■ Problem to solve
From the entries below, please output exactly the lines starting at the one containing "positive clicks: (43, 308)" and ending at the one containing "326L40 304L29 311L3", both included.

────

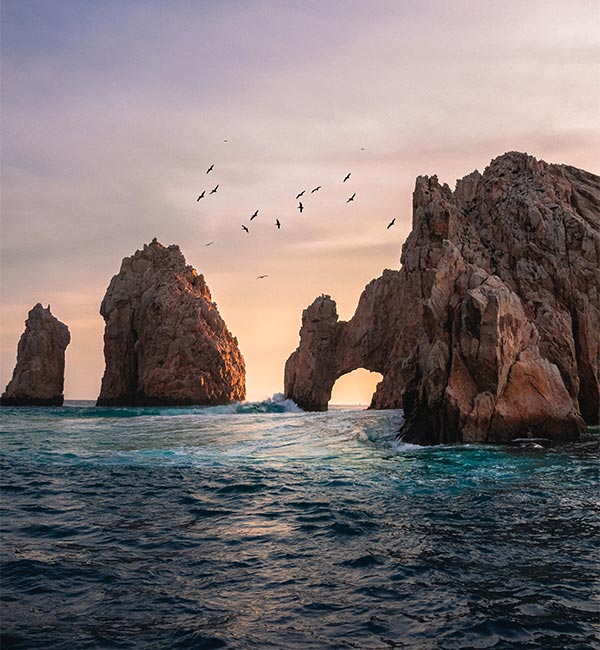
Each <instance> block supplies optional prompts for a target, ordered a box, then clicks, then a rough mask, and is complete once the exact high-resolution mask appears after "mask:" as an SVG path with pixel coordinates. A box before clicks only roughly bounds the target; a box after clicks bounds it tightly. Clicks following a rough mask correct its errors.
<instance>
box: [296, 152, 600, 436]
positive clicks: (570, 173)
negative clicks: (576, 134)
mask: <svg viewBox="0 0 600 650" xmlns="http://www.w3.org/2000/svg"><path fill="white" fill-rule="evenodd" d="M412 225H413V227H412V232H411V234H410V235H409V237H408V238H407V240H406V242H405V244H404V246H403V250H402V256H401V268H400V270H399V271H387V270H386V271H384V273H383V275H382V276H381V277H380V278H377V279H376V280H373V281H372V282H371V283H370V284H369V285H367V287H366V288H365V290H364V291H363V294H362V295H361V297H360V300H359V304H358V307H357V310H356V313H355V315H354V316H353V317H352V319H351V320H350V321H348V322H341V321H339V320H338V318H337V313H336V308H335V302H334V301H332V300H331V298H329V297H328V296H322V297H320V298H317V300H316V301H315V302H314V303H313V304H312V305H311V306H310V307H309V308H308V309H306V310H305V311H304V314H303V317H302V329H301V330H300V345H299V347H298V349H297V350H296V351H295V352H294V353H293V354H292V355H291V356H290V358H289V359H288V361H287V363H286V368H285V393H286V397H289V398H291V399H293V400H295V401H296V402H297V403H298V404H299V405H300V406H303V407H304V408H309V409H314V410H324V409H326V408H327V402H328V401H329V398H330V396H331V389H332V387H333V384H334V382H335V380H336V379H337V378H338V377H340V376H341V375H343V374H345V373H347V372H350V371H351V370H354V369H356V368H359V367H362V368H366V369H368V370H375V371H377V372H380V373H382V374H383V379H382V381H381V382H380V383H379V384H378V386H377V390H376V392H375V394H374V395H373V398H372V402H371V407H372V408H398V407H402V408H404V412H405V423H404V425H403V432H402V434H403V438H404V439H405V440H411V441H416V442H424V443H437V442H454V441H464V442H504V441H509V440H511V439H512V438H515V437H517V436H522V435H532V436H539V437H546V438H551V439H570V438H574V437H577V436H578V434H579V432H581V431H582V430H583V429H584V428H585V425H586V423H587V424H598V419H599V411H600V406H599V395H600V379H599V369H600V178H599V177H598V176H595V175H594V174H591V173H589V172H586V171H583V170H580V169H576V168H574V167H570V166H567V165H553V164H548V163H546V162H544V161H541V160H536V159H535V158H533V157H531V156H528V155H527V154H523V153H518V152H510V153H507V154H504V155H502V156H500V157H498V158H496V159H495V160H493V161H492V162H491V163H490V165H489V166H488V167H487V168H486V170H485V171H484V173H483V174H480V173H479V172H473V173H472V174H469V175H468V176H466V177H465V178H463V179H462V180H459V181H458V182H457V185H456V189H455V190H454V192H452V191H451V190H450V188H449V187H448V186H447V185H445V184H444V185H441V184H440V183H439V182H438V179H437V177H435V176H432V177H427V176H420V177H418V178H417V181H416V186H415V191H414V194H413V224H412Z"/></svg>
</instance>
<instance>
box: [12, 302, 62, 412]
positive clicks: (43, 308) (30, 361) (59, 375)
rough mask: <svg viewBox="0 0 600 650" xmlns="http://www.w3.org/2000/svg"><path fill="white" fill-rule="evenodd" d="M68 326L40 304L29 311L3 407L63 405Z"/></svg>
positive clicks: (21, 337)
mask: <svg viewBox="0 0 600 650" xmlns="http://www.w3.org/2000/svg"><path fill="white" fill-rule="evenodd" d="M70 341H71V335H70V334H69V328H68V327H67V326H66V325H65V324H64V323H61V322H60V321H59V320H58V319H57V318H55V317H54V316H53V315H52V314H51V313H50V305H48V307H47V308H46V309H44V307H42V305H41V304H40V303H39V302H38V304H37V305H36V306H35V307H34V308H33V309H32V310H31V311H30V312H29V314H28V316H27V320H26V321H25V331H24V332H23V334H22V335H21V339H20V340H19V345H18V347H17V365H16V366H15V369H14V371H13V376H12V379H11V380H10V381H9V382H8V385H7V386H6V390H5V391H4V393H3V395H2V397H0V404H2V406H62V404H63V400H64V395H63V390H64V384H65V350H66V348H67V345H69V343H70Z"/></svg>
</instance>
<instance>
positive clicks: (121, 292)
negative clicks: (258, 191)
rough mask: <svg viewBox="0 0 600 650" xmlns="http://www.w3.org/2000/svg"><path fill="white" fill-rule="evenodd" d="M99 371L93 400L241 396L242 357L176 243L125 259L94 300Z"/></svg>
mask: <svg viewBox="0 0 600 650" xmlns="http://www.w3.org/2000/svg"><path fill="white" fill-rule="evenodd" d="M100 313H101V314H102V316H103V317H104V320H105V322H106V329H105V333H104V357H105V361H106V370H105V372H104V377H103V378H102V387H101V390H100V396H99V397H98V405H100V406H106V405H151V404H155V405H185V404H202V405H215V404H228V403H231V402H234V401H237V400H243V399H244V398H245V396H246V386H245V376H246V369H245V365H244V359H243V357H242V354H241V352H240V350H239V348H238V344H237V339H235V338H234V337H233V336H232V335H231V333H230V332H229V330H228V329H227V326H226V325H225V322H224V321H223V319H222V318H221V316H220V314H219V312H218V311H217V306H216V304H215V303H214V302H213V301H212V298H211V294H210V290H209V288H208V286H207V284H206V282H205V281H204V277H203V276H202V275H199V274H198V273H197V272H196V271H195V270H194V269H193V268H192V267H191V266H188V265H186V262H185V258H184V256H183V254H182V253H181V251H180V249H179V246H175V245H172V246H168V247H165V246H163V245H162V244H161V243H159V242H157V241H156V239H154V240H153V241H152V242H151V243H150V244H149V245H145V246H144V248H143V250H141V251H140V250H138V251H136V253H135V254H134V255H132V256H131V257H126V258H125V259H124V260H123V263H122V265H121V270H120V271H119V273H118V275H115V276H114V277H113V279H112V280H111V282H110V285H109V287H108V289H107V291H106V295H105V296H104V300H103V301H102V305H101V307H100Z"/></svg>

────

■ Final answer
positive clicks: (43, 308) (30, 361) (59, 375)
rough mask: <svg viewBox="0 0 600 650" xmlns="http://www.w3.org/2000/svg"><path fill="white" fill-rule="evenodd" d="M68 326L40 304L29 311L3 407L63 405Z"/></svg>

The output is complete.